Problem statement — Please reproduce exactly the line that contains "stone column -> masks, each instance" and every line after it through the end of the records below, adding nothing else.

────────────────────────────────────────

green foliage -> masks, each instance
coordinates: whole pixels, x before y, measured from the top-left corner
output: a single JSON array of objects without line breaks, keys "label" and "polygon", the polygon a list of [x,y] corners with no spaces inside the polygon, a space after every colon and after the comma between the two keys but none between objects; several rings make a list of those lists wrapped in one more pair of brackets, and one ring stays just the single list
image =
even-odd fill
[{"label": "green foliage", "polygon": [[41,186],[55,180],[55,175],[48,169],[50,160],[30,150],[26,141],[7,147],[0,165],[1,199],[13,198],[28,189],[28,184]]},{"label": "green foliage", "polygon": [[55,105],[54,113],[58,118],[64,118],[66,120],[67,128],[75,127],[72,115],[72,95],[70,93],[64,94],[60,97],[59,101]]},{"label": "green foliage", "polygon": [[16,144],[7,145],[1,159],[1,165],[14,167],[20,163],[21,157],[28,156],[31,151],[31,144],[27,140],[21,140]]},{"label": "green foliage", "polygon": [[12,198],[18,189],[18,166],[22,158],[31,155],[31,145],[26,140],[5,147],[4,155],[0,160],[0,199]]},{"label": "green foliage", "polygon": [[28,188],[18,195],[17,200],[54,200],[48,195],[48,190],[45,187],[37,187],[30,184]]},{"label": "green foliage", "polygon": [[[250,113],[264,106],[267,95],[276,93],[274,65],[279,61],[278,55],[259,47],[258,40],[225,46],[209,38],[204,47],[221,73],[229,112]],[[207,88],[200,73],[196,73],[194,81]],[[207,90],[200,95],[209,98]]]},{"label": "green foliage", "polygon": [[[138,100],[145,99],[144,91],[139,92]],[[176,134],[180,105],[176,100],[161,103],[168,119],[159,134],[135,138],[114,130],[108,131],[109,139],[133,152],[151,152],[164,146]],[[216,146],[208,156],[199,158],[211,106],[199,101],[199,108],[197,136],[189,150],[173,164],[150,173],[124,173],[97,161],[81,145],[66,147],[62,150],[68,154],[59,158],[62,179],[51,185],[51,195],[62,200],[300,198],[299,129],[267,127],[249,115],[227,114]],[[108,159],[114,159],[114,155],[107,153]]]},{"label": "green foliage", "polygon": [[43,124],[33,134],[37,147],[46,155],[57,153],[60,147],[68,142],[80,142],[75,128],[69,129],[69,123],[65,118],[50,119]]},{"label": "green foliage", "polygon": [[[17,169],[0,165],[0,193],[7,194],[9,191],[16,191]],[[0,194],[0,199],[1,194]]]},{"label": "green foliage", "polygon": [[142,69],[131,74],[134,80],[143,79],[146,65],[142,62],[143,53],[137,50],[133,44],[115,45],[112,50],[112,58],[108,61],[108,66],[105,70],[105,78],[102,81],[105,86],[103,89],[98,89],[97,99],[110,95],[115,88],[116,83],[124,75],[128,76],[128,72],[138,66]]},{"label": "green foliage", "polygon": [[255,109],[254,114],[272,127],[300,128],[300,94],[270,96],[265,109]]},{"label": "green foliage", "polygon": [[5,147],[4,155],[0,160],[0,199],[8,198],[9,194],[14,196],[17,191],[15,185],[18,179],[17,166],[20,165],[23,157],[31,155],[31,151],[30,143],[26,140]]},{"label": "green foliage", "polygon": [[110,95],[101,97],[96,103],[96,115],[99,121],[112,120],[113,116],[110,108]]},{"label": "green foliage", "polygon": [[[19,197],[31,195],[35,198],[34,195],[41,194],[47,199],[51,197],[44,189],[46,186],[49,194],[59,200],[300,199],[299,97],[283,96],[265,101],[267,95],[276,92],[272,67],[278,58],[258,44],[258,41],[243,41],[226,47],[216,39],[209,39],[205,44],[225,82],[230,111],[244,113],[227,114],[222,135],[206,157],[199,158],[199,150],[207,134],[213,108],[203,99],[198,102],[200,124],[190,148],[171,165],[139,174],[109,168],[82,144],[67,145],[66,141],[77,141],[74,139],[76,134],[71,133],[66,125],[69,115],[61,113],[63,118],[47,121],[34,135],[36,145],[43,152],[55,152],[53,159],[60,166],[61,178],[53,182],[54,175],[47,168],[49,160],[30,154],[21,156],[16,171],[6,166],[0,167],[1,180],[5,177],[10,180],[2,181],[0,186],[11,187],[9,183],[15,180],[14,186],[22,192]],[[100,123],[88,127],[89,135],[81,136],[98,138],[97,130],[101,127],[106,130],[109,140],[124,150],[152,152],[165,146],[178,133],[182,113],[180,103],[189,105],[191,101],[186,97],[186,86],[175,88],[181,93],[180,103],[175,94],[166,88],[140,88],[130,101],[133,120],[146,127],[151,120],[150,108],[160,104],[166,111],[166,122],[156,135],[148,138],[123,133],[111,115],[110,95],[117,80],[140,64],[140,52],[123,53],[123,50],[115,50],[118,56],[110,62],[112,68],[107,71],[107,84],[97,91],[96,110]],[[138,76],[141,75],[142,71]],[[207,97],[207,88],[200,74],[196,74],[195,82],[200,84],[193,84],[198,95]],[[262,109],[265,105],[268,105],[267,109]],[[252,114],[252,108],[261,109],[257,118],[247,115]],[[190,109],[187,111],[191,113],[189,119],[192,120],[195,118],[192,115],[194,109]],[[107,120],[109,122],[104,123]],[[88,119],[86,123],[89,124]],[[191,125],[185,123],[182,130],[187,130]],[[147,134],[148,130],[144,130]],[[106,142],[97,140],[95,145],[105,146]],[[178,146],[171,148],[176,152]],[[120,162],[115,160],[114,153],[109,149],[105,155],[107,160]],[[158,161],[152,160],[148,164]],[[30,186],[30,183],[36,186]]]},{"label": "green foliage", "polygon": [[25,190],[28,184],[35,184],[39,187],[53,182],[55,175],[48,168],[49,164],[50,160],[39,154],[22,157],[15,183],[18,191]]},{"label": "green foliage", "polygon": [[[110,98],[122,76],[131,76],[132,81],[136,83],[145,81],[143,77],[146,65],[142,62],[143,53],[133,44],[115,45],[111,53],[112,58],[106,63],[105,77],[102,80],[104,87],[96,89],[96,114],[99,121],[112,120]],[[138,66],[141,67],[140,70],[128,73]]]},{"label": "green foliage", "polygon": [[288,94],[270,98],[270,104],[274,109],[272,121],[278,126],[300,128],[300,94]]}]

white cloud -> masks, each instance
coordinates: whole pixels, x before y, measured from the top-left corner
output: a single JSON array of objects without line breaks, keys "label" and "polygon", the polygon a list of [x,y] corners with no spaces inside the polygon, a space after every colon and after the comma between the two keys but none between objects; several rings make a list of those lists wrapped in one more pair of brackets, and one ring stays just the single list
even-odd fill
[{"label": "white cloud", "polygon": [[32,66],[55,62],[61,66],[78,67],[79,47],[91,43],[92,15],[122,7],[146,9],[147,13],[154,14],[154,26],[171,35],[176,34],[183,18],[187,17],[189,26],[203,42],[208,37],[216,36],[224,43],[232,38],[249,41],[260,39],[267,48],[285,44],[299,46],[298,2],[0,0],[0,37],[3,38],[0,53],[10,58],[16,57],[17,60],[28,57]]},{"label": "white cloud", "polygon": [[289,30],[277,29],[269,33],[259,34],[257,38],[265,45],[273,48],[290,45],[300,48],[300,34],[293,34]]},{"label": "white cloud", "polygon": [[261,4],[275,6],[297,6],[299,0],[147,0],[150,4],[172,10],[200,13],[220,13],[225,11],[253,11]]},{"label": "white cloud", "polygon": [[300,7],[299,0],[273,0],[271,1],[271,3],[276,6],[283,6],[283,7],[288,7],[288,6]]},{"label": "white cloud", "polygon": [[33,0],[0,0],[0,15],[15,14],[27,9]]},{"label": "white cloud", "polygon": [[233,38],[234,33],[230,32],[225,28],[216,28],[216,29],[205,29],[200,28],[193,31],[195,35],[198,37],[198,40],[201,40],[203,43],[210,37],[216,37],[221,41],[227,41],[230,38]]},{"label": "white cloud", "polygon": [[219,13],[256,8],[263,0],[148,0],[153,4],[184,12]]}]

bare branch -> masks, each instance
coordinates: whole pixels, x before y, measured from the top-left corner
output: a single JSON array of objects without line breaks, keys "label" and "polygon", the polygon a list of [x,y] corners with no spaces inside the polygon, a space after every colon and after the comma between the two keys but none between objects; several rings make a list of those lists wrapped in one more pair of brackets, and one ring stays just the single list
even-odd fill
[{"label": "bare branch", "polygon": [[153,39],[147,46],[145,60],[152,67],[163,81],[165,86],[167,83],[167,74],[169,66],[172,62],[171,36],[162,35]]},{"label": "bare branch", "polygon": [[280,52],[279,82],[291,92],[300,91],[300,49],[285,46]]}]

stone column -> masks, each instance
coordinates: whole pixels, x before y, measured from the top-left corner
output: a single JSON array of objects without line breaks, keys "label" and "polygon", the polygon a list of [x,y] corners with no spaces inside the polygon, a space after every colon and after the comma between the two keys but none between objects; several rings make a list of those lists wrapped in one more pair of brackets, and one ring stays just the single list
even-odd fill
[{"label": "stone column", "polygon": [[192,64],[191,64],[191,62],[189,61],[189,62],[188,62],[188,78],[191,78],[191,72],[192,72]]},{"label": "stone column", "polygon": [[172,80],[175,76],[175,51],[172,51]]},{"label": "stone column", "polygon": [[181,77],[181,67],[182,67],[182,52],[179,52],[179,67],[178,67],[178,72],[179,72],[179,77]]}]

────────────────────────────────────────

Exercise output —
stone column -> masks, each instance
coordinates: whole pixels, x before y, measured from the top-left corner
output: a single JSON array of objects without line breaks, keys "label" and "polygon", the polygon a list of [x,y] corners with no spaces inside the polygon, a space after every colon and after the comma between the two keys but none between objects; several rings make a list of those lists wrapped in one more pair of brackets, and one ring stays just the single list
even-odd fill
[{"label": "stone column", "polygon": [[192,64],[191,64],[191,62],[189,61],[189,62],[188,62],[188,78],[191,78],[191,72],[192,72]]},{"label": "stone column", "polygon": [[172,80],[175,76],[175,51],[172,51]]},{"label": "stone column", "polygon": [[181,77],[181,67],[182,67],[182,52],[179,52],[179,67],[178,67],[178,72],[179,72],[179,77]]}]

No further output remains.